Что сделать: Продолжите отрывок о детстве в патриархальной семье, начав сразу после его последнего предложения.

Предложенный отрывок:
|---|

Интимная близость и теплота между детьми и родителями были в патриархальной семье скорее исключением, чем правилом. «Смиренное желание всех отцов: видеть осуществленным в сыновьях то, что не далось им самим, как бы прожить вторую жизнь, обязательно использовав в ней опыт первой»*), часто оборачивалось для детей суровым деспотизмом и далеко не всегда «просвещенным».
Н. П. Огарев, родившийся в 1813 г., писал о своем отце: «Несмотря на мягкость, он был деспотом в семье; детская веселость смолкала при его появлении. Он нам говорил «ты», мы ему говорили «вы»... Внешняя покорность, внутренний бунт и утайка мысли, чувства, поступка – вот путь, по которому прошло детство, отрочество, даже юность. Отец мой любил меня искренне, и я его тоже; но он не простил бы мне слова искреннего, и я молчал и скрывался»*).
Аналогичны и воспоминания его друга с отроческих лет А. И. Герцена: «...отец мой был почти всегда мною недоволен... товарищей не было, учители приходили и уходили, и я украдкой убегал, провожая их, на двор поиграть с дворовыми мальчиками, что было строго запрещено. Остальное время я скитался по большим почернелым комнатам с закрытыми окнами днем, едва освещенными вечером, ничего не делая или читая всякую всячину»*).
Социальная зависимость и традиция сыновней почтительности до поры до времени удерживали этот бунт в определенных рамках. В начале XIX в. он становится явным. Тема конфликта отцов и детей занимает важное место в автобиографической и художественной литературе XIX в.
Суровость семейного быта нередко отягощалась отсутствием у детей и подростков общества сверстников. «Все детство я провел между женщинами... – вспоминает Огарев.– Ни единого сверстника не было около; редко появлялись два-три знакомых мальчика, но я их больше дичился, чем любил»*). Неудивительно, что, когда гувернантка предложила восьмилетнему мальчику написать первое свободное сочинение, им стало «письмо к мечтаемому другу, которого у меня не было...»*).

|---|

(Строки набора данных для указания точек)
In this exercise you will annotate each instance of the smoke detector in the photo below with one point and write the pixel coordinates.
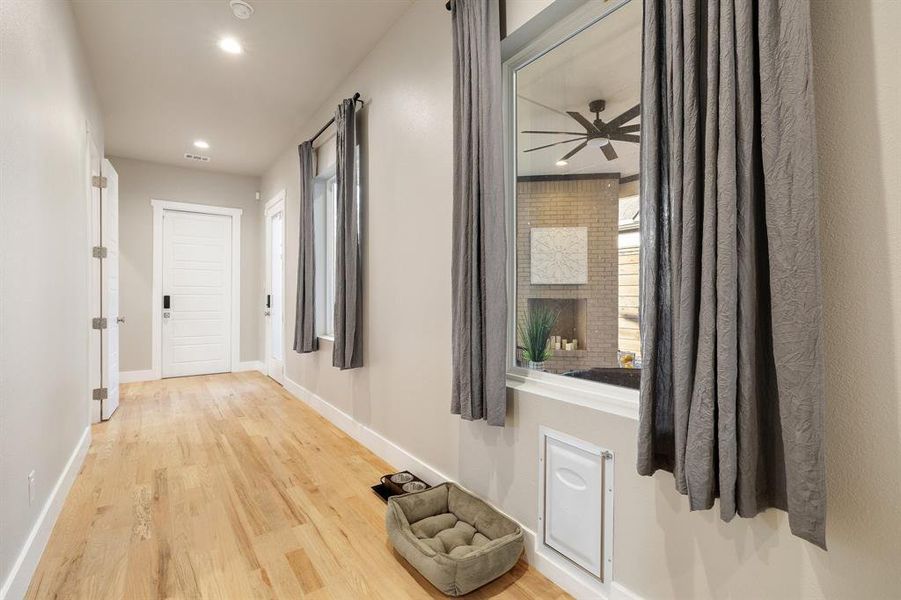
(241, 9)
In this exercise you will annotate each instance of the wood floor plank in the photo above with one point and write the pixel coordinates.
(225, 486)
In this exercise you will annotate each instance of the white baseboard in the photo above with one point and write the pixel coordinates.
(569, 577)
(251, 365)
(134, 376)
(16, 584)
(149, 375)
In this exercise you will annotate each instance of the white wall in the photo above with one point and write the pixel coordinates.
(661, 549)
(139, 182)
(518, 12)
(46, 99)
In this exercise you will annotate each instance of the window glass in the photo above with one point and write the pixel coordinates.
(576, 204)
(324, 191)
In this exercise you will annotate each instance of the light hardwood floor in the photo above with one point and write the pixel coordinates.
(226, 486)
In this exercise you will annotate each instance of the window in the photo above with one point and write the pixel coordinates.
(575, 220)
(324, 194)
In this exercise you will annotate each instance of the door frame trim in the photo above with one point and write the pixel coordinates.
(159, 207)
(276, 203)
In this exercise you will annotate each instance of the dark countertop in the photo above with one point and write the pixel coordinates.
(630, 378)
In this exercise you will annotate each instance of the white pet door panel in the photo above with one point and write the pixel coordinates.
(573, 500)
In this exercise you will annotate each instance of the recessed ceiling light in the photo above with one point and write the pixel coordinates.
(230, 45)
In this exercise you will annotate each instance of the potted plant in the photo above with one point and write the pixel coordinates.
(534, 332)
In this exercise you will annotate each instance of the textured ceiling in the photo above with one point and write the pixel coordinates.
(163, 82)
(602, 62)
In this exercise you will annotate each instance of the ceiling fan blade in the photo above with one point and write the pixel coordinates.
(559, 132)
(608, 151)
(588, 125)
(554, 144)
(625, 117)
(572, 152)
(623, 137)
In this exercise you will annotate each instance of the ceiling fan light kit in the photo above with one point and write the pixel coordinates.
(598, 134)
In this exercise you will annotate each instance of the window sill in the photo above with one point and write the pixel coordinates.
(612, 399)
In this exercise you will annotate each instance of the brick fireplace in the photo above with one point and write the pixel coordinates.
(587, 312)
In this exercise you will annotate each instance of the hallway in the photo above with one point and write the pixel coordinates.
(226, 486)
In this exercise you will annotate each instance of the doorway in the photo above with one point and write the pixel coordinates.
(275, 288)
(196, 285)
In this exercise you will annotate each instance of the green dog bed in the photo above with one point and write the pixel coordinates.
(452, 538)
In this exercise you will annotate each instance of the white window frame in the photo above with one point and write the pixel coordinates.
(606, 397)
(324, 284)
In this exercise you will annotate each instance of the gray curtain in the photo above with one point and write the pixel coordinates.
(347, 352)
(479, 302)
(732, 386)
(305, 339)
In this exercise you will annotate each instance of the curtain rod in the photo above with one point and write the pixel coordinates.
(356, 98)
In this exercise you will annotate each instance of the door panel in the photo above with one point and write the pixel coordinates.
(110, 274)
(275, 289)
(95, 351)
(197, 267)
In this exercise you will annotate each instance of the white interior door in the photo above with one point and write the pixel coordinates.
(275, 289)
(109, 220)
(95, 287)
(196, 286)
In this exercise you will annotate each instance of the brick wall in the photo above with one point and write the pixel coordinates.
(591, 203)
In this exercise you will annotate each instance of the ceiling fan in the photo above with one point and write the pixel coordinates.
(597, 134)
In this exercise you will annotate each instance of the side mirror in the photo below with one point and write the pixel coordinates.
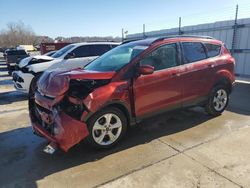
(146, 69)
(70, 55)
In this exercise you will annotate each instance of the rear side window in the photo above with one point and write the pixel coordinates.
(193, 51)
(17, 52)
(162, 58)
(97, 50)
(81, 51)
(212, 49)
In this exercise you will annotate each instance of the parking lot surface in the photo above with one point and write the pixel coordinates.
(185, 148)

|---|

Ответ к заданию:
Эти особенности семейного воспитания были характерны прежде всего для имущих классов. В крестьянских семьях и семьях городской бедноты воспитание было иным. На подростков здесь рано ложился груз материальных обязанностей, способствовавший их более раннему повзрослению, а их общение со сверстниками меньше ограничивалось. Не столь одинокими чувствовали себя подростки и в многодетных семьях.
Романтический канон дружбы формировался не в низах, а в привилегированных слоях общества. Педагогика конца XVIII – начала XIX в. считала общество сверстников скорее опасным, чем полезным для подростка. Ж. Ж. Руссо, который сам всю жизнь страдал от одиночества, лишил своего Эмиля общества сверстников, полагая, видимо, что их полностью заменит любящий друг-воспитатель. Юный герой его педагогической робинзонады «рассматривает самого себя без отношения к другим и находит приличным, чтобы и другие о нем не думали. Он ничего ни от кого не требует и себя считает ни перед кем и ничем не обязанным. Он одинок в человеческом обществе и рассчитывает только на самого себя»*).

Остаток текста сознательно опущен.